Select every line of the data below that contains the string "guardrail", and copy each one out. Matching is case-sensitive.
══ TASK INPUTS ══
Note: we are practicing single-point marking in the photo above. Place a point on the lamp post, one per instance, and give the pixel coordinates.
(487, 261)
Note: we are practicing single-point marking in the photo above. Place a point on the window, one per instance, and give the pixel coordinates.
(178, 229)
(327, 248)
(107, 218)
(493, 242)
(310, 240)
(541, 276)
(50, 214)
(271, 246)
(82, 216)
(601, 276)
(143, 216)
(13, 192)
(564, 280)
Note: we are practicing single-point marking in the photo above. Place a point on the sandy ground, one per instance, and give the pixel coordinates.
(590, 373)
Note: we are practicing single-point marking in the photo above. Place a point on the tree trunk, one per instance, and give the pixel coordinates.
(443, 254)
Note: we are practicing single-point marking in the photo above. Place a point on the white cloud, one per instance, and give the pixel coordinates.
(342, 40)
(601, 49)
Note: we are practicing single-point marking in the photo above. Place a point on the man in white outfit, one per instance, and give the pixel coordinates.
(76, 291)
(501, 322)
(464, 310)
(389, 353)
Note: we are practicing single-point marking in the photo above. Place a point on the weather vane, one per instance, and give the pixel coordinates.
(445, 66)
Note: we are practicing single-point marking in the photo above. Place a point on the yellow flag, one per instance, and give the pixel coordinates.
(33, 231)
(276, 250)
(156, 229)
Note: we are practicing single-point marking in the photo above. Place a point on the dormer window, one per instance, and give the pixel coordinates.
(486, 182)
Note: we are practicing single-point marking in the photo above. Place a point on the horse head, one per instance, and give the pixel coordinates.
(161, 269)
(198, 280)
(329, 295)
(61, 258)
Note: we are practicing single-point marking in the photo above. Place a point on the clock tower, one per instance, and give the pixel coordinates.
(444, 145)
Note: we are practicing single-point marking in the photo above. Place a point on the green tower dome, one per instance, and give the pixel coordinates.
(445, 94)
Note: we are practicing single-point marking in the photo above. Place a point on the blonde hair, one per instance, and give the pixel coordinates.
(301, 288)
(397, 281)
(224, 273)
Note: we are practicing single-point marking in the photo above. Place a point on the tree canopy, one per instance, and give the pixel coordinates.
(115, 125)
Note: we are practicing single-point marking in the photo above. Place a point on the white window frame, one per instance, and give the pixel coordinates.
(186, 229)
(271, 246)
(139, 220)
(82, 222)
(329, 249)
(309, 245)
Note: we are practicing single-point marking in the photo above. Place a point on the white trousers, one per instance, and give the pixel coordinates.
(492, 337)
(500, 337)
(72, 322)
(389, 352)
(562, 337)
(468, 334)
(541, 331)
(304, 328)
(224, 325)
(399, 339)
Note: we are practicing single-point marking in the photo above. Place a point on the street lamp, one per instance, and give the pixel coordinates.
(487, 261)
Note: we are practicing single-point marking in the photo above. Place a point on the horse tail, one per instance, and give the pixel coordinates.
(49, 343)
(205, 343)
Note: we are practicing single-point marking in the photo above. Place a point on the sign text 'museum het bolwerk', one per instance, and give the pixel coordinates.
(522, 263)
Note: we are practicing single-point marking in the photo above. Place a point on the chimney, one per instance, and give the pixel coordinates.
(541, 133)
═══
══ TASK INPUTS ══
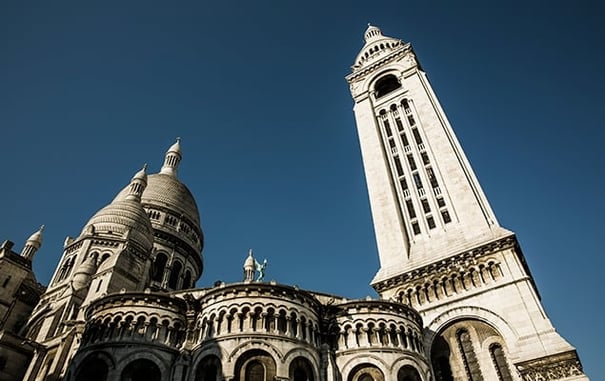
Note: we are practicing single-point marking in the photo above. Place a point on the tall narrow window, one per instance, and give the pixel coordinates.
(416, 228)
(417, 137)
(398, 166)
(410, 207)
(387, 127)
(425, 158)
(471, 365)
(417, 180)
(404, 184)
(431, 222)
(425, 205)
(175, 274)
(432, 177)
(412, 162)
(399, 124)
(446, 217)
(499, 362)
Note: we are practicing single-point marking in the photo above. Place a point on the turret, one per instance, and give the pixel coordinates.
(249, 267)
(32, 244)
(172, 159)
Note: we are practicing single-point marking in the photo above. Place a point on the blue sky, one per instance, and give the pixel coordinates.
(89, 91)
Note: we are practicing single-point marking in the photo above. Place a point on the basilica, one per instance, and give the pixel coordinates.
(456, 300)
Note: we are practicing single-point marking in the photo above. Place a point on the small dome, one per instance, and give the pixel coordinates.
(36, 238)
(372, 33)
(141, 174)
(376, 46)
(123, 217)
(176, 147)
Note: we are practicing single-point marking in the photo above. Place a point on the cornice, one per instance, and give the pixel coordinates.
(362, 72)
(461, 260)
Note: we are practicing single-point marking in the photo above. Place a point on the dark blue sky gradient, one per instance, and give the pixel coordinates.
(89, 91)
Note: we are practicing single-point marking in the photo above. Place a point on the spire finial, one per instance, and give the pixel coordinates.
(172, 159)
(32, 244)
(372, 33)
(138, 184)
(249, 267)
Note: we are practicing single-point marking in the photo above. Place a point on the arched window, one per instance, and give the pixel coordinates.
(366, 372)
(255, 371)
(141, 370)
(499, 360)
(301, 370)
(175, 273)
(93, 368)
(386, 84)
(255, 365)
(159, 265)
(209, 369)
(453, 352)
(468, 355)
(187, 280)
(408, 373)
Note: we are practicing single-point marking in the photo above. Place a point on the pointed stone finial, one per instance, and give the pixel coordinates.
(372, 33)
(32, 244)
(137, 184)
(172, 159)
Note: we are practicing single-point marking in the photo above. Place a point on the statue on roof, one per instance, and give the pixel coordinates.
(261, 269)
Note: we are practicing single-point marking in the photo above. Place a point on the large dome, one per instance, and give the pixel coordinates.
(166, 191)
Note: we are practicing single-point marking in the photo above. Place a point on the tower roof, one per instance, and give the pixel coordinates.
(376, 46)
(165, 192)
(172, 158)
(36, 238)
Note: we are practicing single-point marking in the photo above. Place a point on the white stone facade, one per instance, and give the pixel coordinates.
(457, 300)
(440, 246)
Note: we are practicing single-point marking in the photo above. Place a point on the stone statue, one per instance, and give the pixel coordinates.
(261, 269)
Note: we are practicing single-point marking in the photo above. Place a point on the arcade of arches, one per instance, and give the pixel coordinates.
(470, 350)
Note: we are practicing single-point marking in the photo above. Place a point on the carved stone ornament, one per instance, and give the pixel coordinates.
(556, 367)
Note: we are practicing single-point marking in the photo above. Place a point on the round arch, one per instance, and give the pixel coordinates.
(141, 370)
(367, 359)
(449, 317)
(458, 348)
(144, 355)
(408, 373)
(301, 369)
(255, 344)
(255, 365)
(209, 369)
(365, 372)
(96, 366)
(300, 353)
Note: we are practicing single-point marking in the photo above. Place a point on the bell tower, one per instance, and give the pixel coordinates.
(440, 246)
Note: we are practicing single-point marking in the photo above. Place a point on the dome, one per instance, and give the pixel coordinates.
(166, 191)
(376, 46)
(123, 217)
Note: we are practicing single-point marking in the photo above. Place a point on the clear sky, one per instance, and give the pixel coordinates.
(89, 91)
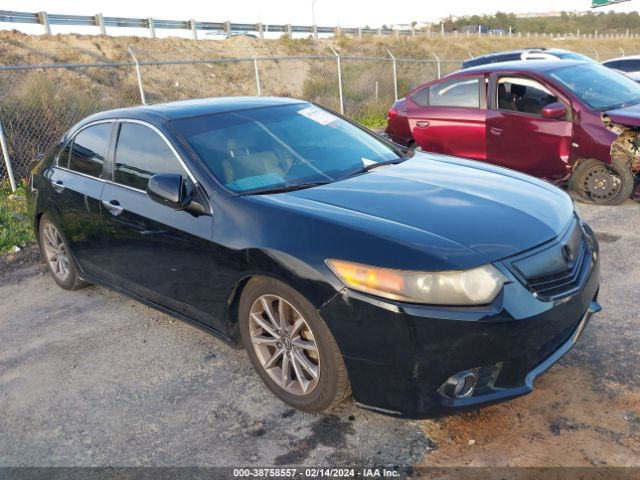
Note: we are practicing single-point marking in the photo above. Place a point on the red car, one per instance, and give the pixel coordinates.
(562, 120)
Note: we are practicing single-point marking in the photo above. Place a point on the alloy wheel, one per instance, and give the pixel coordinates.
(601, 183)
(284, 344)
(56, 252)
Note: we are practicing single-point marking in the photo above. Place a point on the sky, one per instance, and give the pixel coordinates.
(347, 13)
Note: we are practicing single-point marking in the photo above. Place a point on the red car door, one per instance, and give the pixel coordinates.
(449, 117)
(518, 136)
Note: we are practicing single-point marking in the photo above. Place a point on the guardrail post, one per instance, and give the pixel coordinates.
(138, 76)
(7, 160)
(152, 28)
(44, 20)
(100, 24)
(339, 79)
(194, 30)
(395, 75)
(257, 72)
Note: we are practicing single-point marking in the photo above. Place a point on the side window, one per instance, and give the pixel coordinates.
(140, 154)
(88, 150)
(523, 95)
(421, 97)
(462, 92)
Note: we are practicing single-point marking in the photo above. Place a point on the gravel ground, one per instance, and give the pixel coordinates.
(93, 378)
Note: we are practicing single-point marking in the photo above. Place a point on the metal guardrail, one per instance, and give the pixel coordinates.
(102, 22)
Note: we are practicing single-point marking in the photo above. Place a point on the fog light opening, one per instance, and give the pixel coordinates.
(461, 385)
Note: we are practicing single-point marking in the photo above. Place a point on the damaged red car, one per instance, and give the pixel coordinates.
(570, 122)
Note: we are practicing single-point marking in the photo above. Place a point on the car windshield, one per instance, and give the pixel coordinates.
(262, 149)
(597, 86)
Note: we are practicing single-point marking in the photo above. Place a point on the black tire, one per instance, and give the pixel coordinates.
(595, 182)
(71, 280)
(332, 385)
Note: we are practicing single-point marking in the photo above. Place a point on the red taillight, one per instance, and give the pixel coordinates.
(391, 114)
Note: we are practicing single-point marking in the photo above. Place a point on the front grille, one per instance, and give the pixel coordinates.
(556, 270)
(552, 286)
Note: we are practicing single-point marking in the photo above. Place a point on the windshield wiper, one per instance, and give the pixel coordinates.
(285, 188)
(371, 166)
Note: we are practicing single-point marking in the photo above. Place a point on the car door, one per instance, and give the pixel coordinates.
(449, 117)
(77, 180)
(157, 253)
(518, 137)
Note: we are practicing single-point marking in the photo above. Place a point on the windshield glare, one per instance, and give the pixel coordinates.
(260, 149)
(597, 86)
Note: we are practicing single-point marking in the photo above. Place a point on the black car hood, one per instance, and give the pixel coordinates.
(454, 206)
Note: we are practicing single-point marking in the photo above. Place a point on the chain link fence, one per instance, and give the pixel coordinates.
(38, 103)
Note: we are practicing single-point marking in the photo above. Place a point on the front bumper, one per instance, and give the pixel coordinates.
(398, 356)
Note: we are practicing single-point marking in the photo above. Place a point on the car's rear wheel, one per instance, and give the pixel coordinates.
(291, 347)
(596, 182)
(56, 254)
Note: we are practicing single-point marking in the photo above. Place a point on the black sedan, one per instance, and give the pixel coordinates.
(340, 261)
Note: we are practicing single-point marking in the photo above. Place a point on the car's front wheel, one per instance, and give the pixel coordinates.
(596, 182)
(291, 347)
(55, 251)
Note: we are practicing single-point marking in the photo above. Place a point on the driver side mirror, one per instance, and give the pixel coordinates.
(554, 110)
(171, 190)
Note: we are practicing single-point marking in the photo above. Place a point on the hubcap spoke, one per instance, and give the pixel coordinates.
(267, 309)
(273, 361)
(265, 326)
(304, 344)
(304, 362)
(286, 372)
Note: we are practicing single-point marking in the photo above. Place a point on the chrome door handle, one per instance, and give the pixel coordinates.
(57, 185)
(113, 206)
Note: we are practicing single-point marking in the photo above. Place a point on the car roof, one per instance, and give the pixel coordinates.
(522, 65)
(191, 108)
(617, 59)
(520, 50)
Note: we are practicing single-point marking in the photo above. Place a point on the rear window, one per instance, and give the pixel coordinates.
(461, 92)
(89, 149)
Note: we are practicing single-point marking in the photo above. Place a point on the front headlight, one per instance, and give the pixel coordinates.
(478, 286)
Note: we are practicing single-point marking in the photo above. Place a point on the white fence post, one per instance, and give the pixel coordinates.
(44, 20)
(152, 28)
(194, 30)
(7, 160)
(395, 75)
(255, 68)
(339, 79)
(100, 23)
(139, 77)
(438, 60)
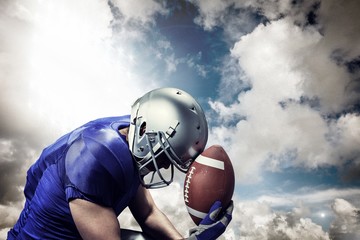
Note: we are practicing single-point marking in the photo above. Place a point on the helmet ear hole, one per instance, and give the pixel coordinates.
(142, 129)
═══
══ TASK INPUTS ══
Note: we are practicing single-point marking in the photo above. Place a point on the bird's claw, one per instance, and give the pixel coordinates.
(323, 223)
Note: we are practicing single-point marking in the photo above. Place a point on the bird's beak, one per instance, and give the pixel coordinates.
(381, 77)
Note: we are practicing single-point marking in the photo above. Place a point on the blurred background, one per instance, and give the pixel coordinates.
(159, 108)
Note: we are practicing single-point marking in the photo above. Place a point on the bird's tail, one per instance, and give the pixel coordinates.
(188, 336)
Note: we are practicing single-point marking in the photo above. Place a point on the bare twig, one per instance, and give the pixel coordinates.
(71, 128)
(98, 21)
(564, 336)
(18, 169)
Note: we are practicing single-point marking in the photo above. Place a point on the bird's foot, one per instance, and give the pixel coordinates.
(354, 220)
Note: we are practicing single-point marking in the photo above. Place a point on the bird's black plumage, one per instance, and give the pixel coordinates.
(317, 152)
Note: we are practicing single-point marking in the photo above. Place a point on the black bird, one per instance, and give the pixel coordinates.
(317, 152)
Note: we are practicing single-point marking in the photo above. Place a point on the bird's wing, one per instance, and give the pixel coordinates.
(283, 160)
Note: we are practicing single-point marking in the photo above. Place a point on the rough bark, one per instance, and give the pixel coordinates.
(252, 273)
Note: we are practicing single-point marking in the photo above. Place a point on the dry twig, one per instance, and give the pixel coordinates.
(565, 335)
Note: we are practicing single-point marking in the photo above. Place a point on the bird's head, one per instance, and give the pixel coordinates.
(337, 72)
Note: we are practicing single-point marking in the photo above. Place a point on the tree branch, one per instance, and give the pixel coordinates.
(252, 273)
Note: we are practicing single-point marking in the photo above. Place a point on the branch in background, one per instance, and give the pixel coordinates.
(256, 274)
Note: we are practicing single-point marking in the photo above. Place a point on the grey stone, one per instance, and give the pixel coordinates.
═══
**EXERCISE RESULT:**
Note: we are practicing single-point marking in the photo above. Place a point on the guardrail post, one per instance, and give the pixel coordinates.
Note: we are practicing single-point marking in the photo above. Place a point on the metal guardrail, one per instance, and give the pixel coordinates.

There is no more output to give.